◆ WRITTEN INSTRUCTION: Gather every line in the material below that contains the word "wooden", and copy each of those lines in full.
++++++++++
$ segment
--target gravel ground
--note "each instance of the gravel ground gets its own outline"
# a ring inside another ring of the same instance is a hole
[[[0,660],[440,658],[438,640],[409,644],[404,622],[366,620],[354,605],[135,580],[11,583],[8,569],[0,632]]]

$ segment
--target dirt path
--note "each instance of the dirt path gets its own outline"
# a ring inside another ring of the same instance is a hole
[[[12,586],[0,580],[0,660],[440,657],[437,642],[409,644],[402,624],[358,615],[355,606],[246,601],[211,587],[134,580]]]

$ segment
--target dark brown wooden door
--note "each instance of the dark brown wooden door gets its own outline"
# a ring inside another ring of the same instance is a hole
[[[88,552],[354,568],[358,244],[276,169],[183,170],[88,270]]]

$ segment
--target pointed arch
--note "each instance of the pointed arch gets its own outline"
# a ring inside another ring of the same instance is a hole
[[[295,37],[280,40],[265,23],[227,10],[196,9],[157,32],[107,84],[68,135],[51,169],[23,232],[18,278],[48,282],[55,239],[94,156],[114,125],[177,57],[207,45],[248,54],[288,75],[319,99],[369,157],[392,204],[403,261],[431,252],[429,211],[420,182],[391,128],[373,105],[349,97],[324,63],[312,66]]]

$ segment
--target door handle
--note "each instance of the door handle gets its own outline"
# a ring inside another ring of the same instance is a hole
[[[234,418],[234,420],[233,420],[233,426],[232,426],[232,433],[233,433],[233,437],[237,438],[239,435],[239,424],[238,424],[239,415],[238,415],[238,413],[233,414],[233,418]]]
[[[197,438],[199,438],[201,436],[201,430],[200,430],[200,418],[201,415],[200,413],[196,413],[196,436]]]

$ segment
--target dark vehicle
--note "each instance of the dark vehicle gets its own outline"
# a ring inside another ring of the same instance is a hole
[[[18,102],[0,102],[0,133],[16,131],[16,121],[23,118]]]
++++++++++
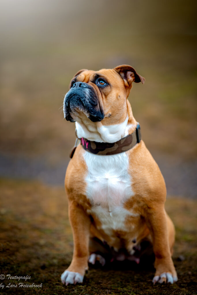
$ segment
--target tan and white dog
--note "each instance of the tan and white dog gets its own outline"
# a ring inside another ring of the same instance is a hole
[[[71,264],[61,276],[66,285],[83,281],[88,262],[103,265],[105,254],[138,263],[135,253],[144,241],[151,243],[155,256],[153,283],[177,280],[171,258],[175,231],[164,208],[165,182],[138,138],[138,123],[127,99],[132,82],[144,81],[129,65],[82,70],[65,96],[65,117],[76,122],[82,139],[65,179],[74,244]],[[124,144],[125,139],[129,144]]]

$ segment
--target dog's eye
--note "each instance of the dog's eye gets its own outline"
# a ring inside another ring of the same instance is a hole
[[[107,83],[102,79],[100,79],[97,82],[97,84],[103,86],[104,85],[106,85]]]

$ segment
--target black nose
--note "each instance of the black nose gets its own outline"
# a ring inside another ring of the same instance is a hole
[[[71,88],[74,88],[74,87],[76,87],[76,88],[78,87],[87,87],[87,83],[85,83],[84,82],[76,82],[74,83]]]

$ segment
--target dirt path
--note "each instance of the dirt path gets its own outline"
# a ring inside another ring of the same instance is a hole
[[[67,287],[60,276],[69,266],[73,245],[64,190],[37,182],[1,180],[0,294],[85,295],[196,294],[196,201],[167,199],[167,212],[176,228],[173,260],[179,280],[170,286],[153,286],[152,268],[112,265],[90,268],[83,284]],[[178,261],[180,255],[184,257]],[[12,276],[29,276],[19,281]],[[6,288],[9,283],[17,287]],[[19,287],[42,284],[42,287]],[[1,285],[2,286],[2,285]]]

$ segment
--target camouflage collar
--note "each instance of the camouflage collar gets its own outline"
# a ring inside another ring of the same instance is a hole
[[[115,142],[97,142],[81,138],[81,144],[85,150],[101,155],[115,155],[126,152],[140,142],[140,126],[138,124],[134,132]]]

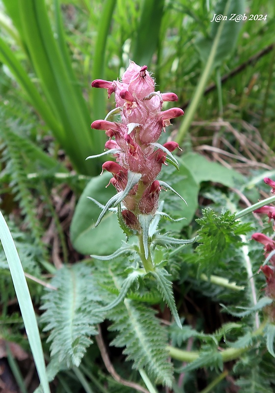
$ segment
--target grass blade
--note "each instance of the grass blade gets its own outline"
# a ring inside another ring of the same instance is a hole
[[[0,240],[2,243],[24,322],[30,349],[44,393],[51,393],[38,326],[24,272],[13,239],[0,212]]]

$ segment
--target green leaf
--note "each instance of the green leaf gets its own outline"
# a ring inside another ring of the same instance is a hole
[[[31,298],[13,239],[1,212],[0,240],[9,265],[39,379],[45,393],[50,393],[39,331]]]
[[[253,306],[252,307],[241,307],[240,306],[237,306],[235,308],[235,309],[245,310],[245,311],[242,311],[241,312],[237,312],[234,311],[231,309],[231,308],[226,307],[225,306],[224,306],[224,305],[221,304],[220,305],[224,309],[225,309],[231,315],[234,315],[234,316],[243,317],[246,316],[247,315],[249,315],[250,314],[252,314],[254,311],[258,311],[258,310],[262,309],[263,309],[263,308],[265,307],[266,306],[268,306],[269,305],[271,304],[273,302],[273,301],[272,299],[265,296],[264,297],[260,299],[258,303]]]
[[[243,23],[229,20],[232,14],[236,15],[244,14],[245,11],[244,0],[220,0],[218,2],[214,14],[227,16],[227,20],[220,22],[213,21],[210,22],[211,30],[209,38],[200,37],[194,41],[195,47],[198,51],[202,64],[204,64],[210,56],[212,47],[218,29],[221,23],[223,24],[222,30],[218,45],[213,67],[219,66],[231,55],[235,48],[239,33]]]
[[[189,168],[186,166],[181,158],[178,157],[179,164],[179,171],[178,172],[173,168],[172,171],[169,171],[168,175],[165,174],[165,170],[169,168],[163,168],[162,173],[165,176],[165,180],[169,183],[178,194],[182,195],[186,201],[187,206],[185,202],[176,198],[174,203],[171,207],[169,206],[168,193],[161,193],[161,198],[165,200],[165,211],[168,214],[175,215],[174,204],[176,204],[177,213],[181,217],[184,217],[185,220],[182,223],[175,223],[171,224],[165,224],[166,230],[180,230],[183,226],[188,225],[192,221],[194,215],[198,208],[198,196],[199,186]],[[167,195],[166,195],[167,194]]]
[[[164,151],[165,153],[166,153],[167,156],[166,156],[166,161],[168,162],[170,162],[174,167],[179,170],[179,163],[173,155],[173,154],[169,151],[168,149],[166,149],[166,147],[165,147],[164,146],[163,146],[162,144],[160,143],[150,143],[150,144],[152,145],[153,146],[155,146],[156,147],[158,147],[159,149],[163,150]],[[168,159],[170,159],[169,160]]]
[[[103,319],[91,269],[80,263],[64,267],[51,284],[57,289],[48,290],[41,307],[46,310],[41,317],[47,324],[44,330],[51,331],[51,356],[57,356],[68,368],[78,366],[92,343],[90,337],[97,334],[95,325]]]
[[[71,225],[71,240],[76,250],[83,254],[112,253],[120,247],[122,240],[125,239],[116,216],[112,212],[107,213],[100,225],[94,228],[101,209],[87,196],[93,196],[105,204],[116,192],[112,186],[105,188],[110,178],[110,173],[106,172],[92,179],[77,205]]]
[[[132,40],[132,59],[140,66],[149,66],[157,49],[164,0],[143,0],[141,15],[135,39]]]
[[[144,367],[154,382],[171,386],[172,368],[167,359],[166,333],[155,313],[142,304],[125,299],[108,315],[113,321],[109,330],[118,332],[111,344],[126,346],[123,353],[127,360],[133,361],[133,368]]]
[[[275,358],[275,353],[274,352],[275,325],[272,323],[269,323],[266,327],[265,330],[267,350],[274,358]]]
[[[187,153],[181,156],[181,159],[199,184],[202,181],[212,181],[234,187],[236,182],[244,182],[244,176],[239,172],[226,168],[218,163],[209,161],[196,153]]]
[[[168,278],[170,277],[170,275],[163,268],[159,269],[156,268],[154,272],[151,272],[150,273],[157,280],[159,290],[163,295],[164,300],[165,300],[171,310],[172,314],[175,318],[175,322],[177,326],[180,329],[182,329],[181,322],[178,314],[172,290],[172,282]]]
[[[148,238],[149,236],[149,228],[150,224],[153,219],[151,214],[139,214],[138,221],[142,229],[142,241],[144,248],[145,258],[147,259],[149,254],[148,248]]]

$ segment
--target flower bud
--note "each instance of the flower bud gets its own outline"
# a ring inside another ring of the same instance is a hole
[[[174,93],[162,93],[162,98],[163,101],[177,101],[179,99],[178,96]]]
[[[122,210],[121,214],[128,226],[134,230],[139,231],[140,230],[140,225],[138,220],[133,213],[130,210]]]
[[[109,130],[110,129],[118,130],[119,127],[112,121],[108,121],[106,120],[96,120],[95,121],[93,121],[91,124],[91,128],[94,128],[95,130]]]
++++++++++
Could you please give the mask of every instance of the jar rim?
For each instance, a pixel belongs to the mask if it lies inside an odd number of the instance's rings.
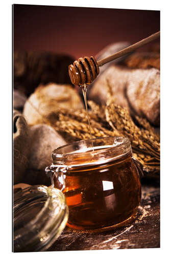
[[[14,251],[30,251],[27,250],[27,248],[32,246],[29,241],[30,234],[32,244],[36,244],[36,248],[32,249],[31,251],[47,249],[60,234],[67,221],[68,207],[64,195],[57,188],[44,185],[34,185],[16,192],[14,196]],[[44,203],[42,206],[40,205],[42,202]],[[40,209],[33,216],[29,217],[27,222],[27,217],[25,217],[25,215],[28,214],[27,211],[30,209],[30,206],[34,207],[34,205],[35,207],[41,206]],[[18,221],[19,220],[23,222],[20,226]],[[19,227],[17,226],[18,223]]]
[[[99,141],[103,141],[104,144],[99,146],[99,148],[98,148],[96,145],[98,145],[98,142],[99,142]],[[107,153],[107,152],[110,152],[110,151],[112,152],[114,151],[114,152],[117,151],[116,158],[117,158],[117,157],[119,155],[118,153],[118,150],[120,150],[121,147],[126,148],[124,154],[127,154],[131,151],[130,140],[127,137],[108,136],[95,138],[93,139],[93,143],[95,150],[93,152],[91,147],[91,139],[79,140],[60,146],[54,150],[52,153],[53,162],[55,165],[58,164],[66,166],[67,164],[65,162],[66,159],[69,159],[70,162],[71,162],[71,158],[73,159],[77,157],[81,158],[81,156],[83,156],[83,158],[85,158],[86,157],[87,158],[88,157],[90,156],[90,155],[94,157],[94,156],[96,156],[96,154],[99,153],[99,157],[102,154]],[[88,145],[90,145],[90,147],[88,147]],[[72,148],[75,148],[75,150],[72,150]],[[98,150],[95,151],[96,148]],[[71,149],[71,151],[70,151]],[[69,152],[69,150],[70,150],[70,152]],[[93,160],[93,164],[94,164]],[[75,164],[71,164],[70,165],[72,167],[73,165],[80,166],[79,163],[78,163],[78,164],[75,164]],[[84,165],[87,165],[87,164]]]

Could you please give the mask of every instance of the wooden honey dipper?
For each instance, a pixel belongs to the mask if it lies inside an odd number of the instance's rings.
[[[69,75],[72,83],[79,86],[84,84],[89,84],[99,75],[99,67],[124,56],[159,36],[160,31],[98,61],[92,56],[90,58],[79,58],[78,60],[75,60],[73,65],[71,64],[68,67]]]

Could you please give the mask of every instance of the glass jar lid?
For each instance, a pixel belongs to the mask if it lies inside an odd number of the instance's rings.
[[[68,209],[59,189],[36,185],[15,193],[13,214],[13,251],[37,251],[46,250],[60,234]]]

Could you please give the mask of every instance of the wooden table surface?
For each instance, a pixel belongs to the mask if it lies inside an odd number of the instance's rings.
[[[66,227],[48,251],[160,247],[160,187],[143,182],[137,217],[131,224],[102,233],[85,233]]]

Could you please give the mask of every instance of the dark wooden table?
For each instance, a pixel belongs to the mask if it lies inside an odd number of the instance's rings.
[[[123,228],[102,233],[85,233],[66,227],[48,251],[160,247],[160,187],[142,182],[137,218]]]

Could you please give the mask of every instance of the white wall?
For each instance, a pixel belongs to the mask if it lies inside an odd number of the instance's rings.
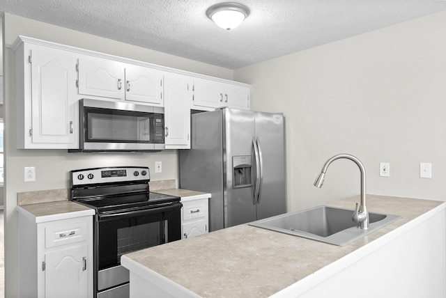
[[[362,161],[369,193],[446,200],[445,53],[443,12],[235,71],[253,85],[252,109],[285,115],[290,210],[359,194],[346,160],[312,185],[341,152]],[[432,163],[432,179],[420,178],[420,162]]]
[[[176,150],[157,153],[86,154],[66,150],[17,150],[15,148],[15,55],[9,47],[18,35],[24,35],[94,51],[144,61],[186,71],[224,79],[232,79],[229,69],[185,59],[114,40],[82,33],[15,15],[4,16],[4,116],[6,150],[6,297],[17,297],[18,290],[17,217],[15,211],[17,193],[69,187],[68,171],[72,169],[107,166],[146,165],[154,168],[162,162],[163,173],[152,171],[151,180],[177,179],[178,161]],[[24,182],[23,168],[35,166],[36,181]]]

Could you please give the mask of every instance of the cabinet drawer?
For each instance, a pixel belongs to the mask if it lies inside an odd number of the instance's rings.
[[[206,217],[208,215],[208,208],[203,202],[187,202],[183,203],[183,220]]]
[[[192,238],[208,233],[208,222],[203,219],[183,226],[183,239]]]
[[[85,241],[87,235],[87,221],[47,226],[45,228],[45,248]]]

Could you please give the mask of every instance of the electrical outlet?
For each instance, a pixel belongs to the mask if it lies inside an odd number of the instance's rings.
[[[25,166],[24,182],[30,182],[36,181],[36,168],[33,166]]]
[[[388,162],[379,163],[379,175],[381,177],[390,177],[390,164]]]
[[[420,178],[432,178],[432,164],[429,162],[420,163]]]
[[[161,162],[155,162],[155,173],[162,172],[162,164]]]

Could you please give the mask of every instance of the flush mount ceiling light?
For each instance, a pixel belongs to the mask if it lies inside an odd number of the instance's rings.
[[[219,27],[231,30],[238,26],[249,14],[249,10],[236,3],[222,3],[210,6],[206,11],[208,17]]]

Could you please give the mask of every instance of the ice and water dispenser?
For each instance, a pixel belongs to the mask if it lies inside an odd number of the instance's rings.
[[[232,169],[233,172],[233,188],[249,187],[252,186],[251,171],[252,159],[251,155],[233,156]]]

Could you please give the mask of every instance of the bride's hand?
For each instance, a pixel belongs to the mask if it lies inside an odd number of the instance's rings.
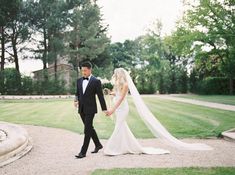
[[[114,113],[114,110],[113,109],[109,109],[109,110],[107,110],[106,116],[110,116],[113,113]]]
++++++++++
◆ THE REPLY:
--target dark brown wooden door
--note "each instance of the dark brown wooden door gets its own outline"
Could you please give the mask of every instance of the wooden honey dipper?
Could you please give the mask of every instance of the wooden table surface?
Could you please give the mask of every instance of the dark wooden table?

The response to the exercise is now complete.